What is needed → Only one span of the listing below should come back. It runs from the line with "of the pale" through the line with "of the stinging", and each of its lines must be reproduced exactly.

Records for this exercise →

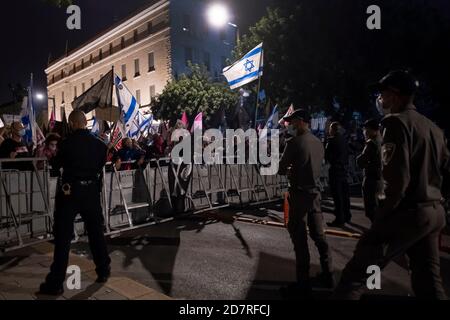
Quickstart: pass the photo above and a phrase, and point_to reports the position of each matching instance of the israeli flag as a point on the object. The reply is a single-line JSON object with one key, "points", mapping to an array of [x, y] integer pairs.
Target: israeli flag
{"points": [[127, 103], [247, 69]]}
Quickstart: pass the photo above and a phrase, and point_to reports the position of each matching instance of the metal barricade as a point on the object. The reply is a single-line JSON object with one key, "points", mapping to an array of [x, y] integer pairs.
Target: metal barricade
{"points": [[25, 213], [129, 196]]}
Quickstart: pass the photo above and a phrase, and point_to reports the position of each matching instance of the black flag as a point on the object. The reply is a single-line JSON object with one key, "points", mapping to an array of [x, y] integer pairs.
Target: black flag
{"points": [[98, 96]]}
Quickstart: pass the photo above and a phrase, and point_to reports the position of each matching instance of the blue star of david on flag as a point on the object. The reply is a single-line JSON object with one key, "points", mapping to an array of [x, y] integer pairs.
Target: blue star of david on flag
{"points": [[249, 65], [246, 69]]}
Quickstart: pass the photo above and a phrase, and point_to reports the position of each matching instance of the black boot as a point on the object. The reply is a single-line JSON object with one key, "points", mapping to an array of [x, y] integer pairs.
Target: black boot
{"points": [[50, 290]]}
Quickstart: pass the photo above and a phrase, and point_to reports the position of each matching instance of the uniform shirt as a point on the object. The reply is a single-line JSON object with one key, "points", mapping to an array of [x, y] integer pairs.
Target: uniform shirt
{"points": [[370, 159], [304, 154], [414, 156], [82, 156], [336, 152]]}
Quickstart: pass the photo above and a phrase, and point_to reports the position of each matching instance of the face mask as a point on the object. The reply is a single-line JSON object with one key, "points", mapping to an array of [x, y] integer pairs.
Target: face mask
{"points": [[292, 130], [380, 107]]}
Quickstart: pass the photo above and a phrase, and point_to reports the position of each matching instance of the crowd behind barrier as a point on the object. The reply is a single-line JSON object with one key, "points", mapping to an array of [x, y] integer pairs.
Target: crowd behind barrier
{"points": [[147, 194]]}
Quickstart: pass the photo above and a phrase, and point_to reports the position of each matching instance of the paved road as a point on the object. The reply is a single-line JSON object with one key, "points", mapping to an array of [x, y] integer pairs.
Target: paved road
{"points": [[209, 256], [214, 257]]}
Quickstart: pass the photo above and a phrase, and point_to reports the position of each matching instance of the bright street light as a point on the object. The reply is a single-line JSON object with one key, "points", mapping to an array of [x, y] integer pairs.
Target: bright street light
{"points": [[218, 15], [40, 96]]}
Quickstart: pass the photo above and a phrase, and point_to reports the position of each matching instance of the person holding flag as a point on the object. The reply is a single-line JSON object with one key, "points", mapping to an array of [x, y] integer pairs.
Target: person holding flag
{"points": [[127, 103]]}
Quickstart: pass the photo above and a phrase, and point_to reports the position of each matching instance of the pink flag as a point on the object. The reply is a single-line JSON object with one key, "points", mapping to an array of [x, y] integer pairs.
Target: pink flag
{"points": [[185, 120], [288, 113], [198, 122]]}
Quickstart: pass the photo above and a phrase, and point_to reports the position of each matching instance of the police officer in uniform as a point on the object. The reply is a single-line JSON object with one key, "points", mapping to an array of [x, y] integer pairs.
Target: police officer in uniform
{"points": [[370, 161], [410, 219], [301, 161], [82, 158]]}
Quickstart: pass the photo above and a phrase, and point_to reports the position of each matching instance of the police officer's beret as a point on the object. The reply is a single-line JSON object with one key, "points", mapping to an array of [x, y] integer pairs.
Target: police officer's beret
{"points": [[299, 114], [399, 80], [372, 124]]}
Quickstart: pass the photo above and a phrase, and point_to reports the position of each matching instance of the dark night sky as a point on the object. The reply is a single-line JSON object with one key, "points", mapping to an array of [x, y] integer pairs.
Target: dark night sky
{"points": [[32, 29]]}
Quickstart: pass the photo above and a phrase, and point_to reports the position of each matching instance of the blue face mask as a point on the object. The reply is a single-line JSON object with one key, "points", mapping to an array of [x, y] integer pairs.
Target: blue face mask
{"points": [[292, 130]]}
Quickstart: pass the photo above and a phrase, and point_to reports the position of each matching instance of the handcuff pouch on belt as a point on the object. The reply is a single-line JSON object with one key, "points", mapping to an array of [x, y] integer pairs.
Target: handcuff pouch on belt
{"points": [[67, 189]]}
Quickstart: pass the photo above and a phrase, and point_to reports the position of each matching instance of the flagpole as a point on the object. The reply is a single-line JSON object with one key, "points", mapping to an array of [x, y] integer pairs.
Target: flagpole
{"points": [[259, 88], [110, 109]]}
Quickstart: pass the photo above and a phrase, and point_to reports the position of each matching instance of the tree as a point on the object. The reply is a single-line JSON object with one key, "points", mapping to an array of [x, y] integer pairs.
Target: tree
{"points": [[192, 94], [320, 51]]}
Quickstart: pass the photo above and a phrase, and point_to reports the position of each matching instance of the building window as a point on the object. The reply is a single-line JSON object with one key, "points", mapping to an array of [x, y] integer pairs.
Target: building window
{"points": [[207, 60], [138, 96], [188, 55], [124, 72], [186, 23], [149, 27], [136, 68], [224, 62], [223, 35], [151, 62], [152, 94]]}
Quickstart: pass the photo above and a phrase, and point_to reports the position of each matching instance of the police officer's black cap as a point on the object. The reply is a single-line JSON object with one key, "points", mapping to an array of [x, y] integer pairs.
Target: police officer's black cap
{"points": [[299, 114], [373, 124], [399, 80]]}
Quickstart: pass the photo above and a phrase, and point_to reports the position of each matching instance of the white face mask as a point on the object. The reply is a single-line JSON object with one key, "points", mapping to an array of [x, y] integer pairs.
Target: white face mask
{"points": [[292, 130], [380, 107], [22, 132]]}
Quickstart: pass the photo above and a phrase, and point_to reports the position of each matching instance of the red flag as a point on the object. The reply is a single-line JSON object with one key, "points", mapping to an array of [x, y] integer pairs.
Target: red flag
{"points": [[198, 123], [185, 120]]}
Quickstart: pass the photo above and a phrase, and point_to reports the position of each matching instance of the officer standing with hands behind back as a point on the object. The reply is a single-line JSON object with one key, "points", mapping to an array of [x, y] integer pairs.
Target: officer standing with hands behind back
{"points": [[370, 161], [416, 163], [82, 158], [302, 161]]}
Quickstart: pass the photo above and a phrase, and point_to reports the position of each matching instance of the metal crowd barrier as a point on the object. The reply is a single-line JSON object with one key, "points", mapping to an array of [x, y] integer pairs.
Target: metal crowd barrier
{"points": [[131, 199], [25, 212]]}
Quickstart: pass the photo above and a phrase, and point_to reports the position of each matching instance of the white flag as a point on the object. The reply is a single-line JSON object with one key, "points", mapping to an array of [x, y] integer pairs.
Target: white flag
{"points": [[247, 69]]}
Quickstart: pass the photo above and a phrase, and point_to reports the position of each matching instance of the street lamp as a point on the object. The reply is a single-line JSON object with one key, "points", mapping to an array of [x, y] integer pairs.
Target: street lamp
{"points": [[40, 96], [219, 16]]}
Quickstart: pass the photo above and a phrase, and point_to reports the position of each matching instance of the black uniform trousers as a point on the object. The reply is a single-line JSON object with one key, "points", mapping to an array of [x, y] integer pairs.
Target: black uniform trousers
{"points": [[341, 194], [83, 200], [371, 189], [304, 209], [413, 232]]}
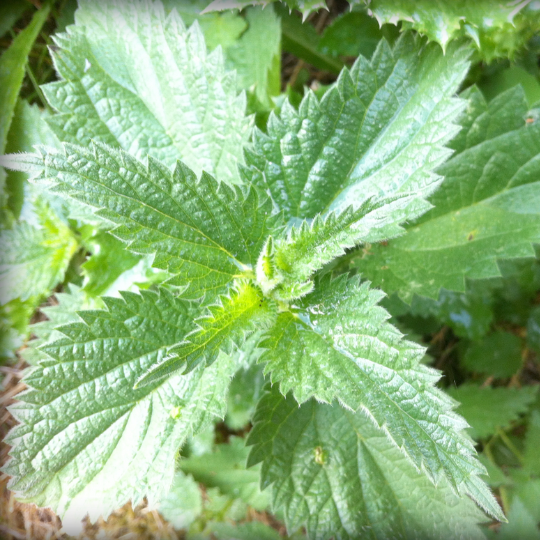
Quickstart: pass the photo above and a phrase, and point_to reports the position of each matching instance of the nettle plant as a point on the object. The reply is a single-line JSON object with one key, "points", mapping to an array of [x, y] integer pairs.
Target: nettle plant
{"points": [[273, 248]]}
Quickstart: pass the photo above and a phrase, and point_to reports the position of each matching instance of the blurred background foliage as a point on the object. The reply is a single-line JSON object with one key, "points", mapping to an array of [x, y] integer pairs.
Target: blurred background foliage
{"points": [[486, 341]]}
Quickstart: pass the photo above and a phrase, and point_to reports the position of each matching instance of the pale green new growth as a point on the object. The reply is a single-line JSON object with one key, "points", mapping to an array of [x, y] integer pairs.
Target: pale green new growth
{"points": [[487, 209], [34, 258], [497, 29], [202, 232], [87, 442], [224, 326], [159, 131], [286, 265], [338, 345], [334, 472]]}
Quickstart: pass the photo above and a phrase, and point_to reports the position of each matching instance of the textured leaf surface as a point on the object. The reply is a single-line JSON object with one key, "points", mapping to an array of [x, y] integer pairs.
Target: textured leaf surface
{"points": [[379, 131], [33, 259], [202, 232], [487, 208], [70, 302], [498, 29], [339, 346], [285, 267], [183, 504], [333, 471], [86, 441], [109, 259], [12, 66], [487, 409], [224, 326], [225, 468], [135, 78]]}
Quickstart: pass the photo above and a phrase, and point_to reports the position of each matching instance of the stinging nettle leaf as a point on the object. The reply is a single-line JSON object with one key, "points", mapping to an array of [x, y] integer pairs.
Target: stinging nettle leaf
{"points": [[378, 132], [331, 470], [33, 259], [286, 265], [202, 232], [86, 441], [337, 344], [223, 327], [486, 210], [134, 77]]}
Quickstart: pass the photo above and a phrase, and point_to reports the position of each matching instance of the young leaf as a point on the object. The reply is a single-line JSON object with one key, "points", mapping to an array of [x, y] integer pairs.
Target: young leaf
{"points": [[498, 29], [135, 78], [183, 504], [285, 266], [34, 259], [109, 259], [486, 409], [224, 326], [256, 55], [86, 441], [379, 131], [334, 472], [339, 346], [225, 468], [202, 232], [12, 68], [487, 208]]}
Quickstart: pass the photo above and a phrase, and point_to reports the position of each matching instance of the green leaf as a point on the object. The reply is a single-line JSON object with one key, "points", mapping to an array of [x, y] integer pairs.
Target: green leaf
{"points": [[521, 524], [28, 129], [225, 468], [256, 55], [183, 504], [285, 266], [301, 39], [304, 6], [202, 232], [224, 326], [12, 68], [109, 259], [487, 208], [531, 457], [64, 312], [244, 393], [487, 409], [339, 346], [533, 329], [334, 472], [33, 259], [10, 12], [86, 442], [353, 33], [508, 78], [498, 29], [379, 131], [135, 78], [498, 354]]}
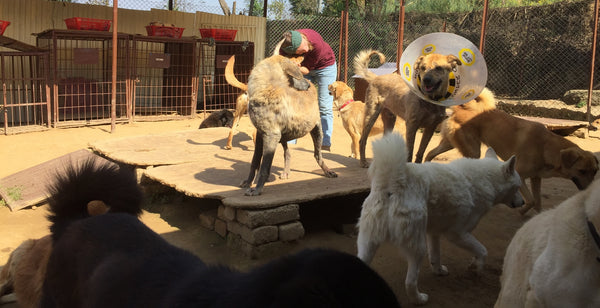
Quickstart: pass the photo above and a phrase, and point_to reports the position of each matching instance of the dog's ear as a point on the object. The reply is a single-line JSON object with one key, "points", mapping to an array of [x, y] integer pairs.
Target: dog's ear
{"points": [[292, 70], [490, 153], [569, 156], [418, 62], [453, 60], [509, 166]]}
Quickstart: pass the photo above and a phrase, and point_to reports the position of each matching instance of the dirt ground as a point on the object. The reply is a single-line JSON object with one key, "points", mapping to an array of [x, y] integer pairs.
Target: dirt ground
{"points": [[175, 216]]}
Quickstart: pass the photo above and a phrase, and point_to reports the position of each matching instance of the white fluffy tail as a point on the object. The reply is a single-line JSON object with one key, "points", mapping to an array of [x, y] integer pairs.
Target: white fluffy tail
{"points": [[388, 169]]}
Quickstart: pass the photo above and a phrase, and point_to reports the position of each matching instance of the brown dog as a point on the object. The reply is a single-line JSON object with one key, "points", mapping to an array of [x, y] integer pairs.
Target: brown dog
{"points": [[352, 113], [241, 103], [282, 106], [390, 96], [540, 153]]}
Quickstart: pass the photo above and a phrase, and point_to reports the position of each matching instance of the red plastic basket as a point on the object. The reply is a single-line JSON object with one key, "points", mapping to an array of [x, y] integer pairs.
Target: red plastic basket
{"points": [[81, 23], [219, 34], [3, 25], [164, 31]]}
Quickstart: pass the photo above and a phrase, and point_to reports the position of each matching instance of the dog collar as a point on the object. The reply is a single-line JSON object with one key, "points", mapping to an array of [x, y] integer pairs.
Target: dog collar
{"points": [[595, 235], [345, 104], [469, 78]]}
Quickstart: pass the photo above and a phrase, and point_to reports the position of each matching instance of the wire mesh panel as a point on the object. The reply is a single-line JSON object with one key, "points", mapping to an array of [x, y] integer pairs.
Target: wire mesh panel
{"points": [[81, 64], [165, 79], [216, 93], [25, 92]]}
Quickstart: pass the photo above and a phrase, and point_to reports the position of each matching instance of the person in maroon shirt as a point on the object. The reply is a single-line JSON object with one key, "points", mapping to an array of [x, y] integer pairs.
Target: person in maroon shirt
{"points": [[320, 67]]}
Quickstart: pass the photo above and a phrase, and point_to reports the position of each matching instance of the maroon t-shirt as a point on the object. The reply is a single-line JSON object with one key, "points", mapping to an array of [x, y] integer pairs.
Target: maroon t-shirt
{"points": [[321, 56]]}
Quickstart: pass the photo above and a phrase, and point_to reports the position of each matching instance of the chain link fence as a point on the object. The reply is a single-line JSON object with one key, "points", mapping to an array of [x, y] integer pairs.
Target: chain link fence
{"points": [[534, 53]]}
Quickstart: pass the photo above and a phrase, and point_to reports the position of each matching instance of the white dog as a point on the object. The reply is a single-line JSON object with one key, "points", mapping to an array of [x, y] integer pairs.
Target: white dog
{"points": [[411, 205], [554, 259]]}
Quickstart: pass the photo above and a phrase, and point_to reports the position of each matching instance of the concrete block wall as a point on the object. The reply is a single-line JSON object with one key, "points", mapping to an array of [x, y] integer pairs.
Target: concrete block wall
{"points": [[255, 231]]}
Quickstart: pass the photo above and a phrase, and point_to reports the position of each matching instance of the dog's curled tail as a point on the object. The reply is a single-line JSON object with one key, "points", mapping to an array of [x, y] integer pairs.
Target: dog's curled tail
{"points": [[91, 188], [361, 63], [388, 169], [230, 76]]}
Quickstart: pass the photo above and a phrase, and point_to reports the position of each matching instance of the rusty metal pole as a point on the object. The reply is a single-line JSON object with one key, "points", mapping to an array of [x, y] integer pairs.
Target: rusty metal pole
{"points": [[346, 46], [113, 100], [594, 43], [483, 27], [341, 52], [400, 36]]}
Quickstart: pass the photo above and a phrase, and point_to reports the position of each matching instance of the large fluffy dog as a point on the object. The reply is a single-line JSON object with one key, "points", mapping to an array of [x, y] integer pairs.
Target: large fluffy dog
{"points": [[412, 205], [114, 260], [352, 113], [283, 106], [241, 103], [540, 153], [389, 96], [554, 259]]}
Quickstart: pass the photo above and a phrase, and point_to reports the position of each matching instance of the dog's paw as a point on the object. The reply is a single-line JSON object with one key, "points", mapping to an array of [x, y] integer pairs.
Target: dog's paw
{"points": [[252, 192], [442, 270], [330, 174], [476, 265], [244, 184], [421, 299]]}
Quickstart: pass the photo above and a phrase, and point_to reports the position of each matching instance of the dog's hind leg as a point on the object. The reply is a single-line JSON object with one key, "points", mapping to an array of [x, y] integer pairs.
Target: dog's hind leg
{"points": [[433, 246], [269, 144], [286, 161], [425, 138], [468, 242], [414, 260], [365, 135], [317, 135], [531, 201], [442, 147], [255, 164]]}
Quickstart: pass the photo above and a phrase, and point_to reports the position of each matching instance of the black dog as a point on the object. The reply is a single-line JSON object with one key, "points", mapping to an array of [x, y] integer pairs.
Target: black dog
{"points": [[221, 118], [114, 260]]}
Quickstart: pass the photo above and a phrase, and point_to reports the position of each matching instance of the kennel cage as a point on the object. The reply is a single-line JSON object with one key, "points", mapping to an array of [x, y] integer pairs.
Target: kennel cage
{"points": [[165, 82], [25, 103], [81, 76], [215, 92]]}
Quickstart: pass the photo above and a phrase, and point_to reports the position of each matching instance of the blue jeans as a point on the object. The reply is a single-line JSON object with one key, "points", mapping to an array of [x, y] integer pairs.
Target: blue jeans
{"points": [[322, 78]]}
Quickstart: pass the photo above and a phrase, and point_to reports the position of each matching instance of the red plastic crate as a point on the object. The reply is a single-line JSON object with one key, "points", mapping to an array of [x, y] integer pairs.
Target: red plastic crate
{"points": [[164, 31], [219, 34], [81, 23], [3, 25]]}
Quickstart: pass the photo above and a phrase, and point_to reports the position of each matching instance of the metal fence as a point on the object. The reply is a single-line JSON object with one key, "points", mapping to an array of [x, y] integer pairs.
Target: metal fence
{"points": [[532, 53]]}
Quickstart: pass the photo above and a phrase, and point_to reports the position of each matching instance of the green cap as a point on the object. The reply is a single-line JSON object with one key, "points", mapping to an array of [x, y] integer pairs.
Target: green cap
{"points": [[296, 41]]}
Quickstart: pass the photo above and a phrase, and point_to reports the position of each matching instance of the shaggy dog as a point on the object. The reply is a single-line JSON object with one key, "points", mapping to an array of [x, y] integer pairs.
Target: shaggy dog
{"points": [[114, 260], [352, 113], [221, 118], [412, 205], [554, 258], [241, 103], [283, 106], [389, 95], [540, 152]]}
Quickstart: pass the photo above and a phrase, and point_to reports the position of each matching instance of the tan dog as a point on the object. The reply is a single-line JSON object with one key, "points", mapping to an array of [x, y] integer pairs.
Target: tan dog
{"points": [[352, 113], [554, 258], [540, 153], [283, 106], [25, 271], [241, 103], [390, 96]]}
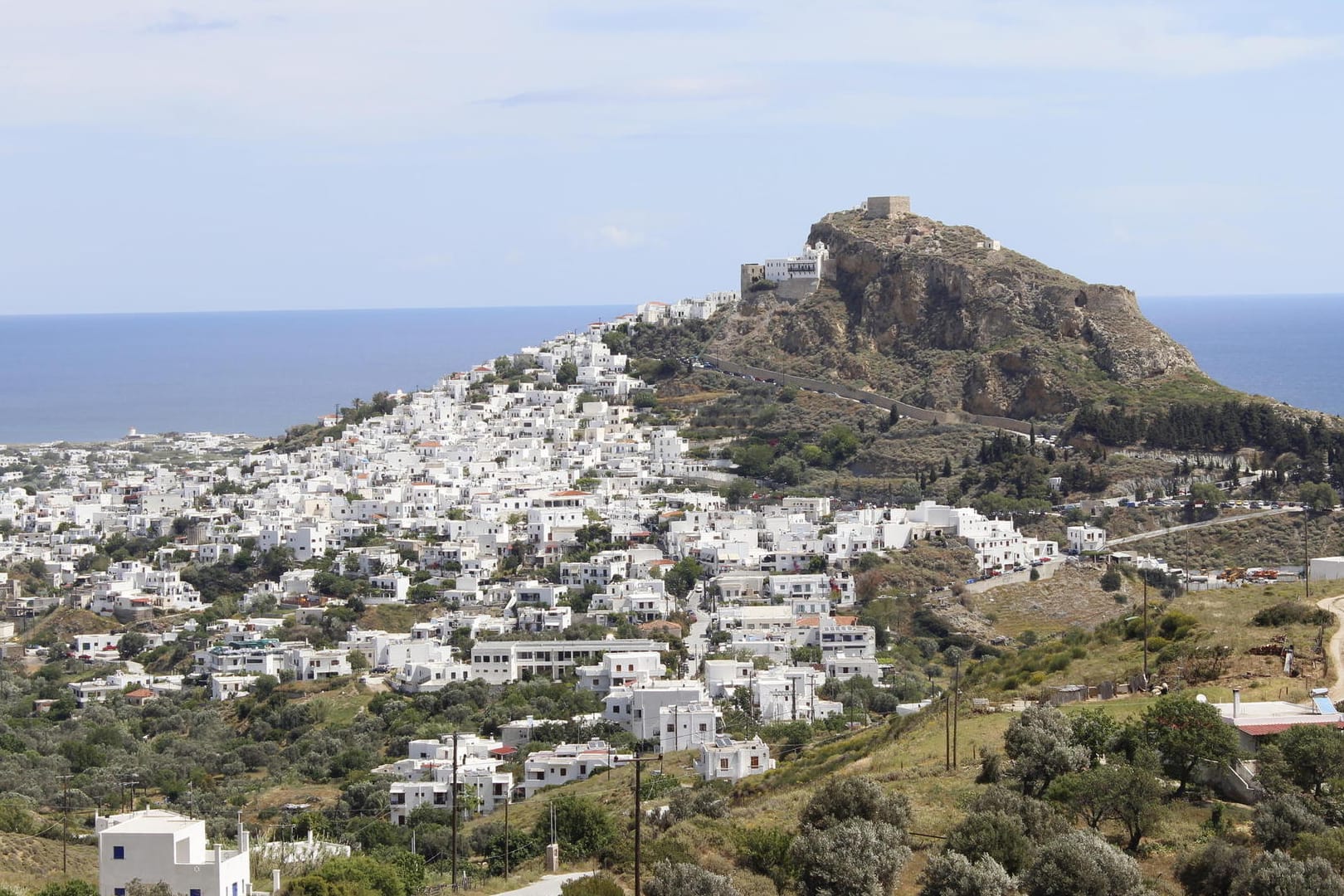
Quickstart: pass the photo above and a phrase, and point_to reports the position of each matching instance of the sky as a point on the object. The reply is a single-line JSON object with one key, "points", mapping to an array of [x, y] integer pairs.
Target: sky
{"points": [[240, 155]]}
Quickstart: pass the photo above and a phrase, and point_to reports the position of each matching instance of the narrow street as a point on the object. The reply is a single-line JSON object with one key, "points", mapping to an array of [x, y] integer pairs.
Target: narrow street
{"points": [[1203, 524], [548, 885]]}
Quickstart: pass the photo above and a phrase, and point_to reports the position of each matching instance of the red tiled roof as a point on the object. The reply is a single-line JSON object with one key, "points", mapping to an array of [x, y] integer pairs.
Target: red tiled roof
{"points": [[1278, 727]]}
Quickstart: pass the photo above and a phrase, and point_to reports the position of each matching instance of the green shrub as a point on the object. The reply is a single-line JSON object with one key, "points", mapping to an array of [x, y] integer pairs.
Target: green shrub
{"points": [[1291, 613], [600, 884]]}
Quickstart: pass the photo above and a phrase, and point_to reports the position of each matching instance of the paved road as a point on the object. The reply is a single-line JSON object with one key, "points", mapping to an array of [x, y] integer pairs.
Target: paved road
{"points": [[698, 641], [1047, 571], [1218, 520], [1337, 646], [548, 885]]}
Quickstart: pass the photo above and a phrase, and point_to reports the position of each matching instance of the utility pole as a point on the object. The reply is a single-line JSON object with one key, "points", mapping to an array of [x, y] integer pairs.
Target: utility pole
{"points": [[1307, 553], [65, 820], [1142, 574], [947, 733], [455, 811], [639, 811], [956, 711]]}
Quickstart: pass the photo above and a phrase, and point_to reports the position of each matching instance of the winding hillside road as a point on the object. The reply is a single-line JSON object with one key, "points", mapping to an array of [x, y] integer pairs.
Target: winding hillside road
{"points": [[1216, 520], [1337, 648]]}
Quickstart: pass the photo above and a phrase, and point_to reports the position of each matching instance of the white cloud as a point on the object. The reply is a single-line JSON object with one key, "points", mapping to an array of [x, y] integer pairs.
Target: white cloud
{"points": [[620, 236], [410, 67]]}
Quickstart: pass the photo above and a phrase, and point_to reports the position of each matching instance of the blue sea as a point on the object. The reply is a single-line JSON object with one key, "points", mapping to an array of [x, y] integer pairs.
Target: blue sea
{"points": [[1283, 347], [86, 377]]}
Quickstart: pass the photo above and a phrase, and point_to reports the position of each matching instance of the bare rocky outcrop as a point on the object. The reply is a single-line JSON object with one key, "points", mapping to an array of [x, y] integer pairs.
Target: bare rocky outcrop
{"points": [[934, 314]]}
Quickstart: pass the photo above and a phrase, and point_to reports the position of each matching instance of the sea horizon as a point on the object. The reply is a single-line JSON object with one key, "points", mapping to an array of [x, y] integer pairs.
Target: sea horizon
{"points": [[91, 377]]}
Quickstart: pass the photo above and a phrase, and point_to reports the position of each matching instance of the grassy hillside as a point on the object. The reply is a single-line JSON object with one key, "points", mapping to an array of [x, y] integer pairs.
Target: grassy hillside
{"points": [[32, 863]]}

Exercise result →
Quickstart: pass the photo above and a phrase, and point_to reports the position of each matching instance of the pale green new growth as a point on the object. The reply is a single-line JSON object with one key, "points", mapping to an array of [x, y] integer pairs.
Target: pale green new growth
{"points": [[487, 209], [34, 258], [497, 29], [202, 232], [87, 442], [224, 326], [159, 131], [286, 265], [338, 345], [334, 472]]}
Quickstart: pass the photo above and a phrase, and point_to reports the position of each matching instance of the textured leaf surface as a point on the object. The reply is a single-line JSON object with one key, "points", mapping to an array of [x, y] integer pairs.
Target: textured leaf surface
{"points": [[379, 131], [33, 259], [202, 232], [487, 208], [70, 302], [498, 29], [339, 346], [285, 267], [183, 504], [333, 471], [86, 441], [109, 259], [12, 66], [487, 409], [224, 326], [225, 468], [135, 78]]}
Quickstart: pass the photo above and a phrase, and point_to reports the position of each matching instance of the stinging nettle leaf as a point on the object. The reply is a single-line JSON object with one key, "points", mapping to an array of [x, y] integer pairs.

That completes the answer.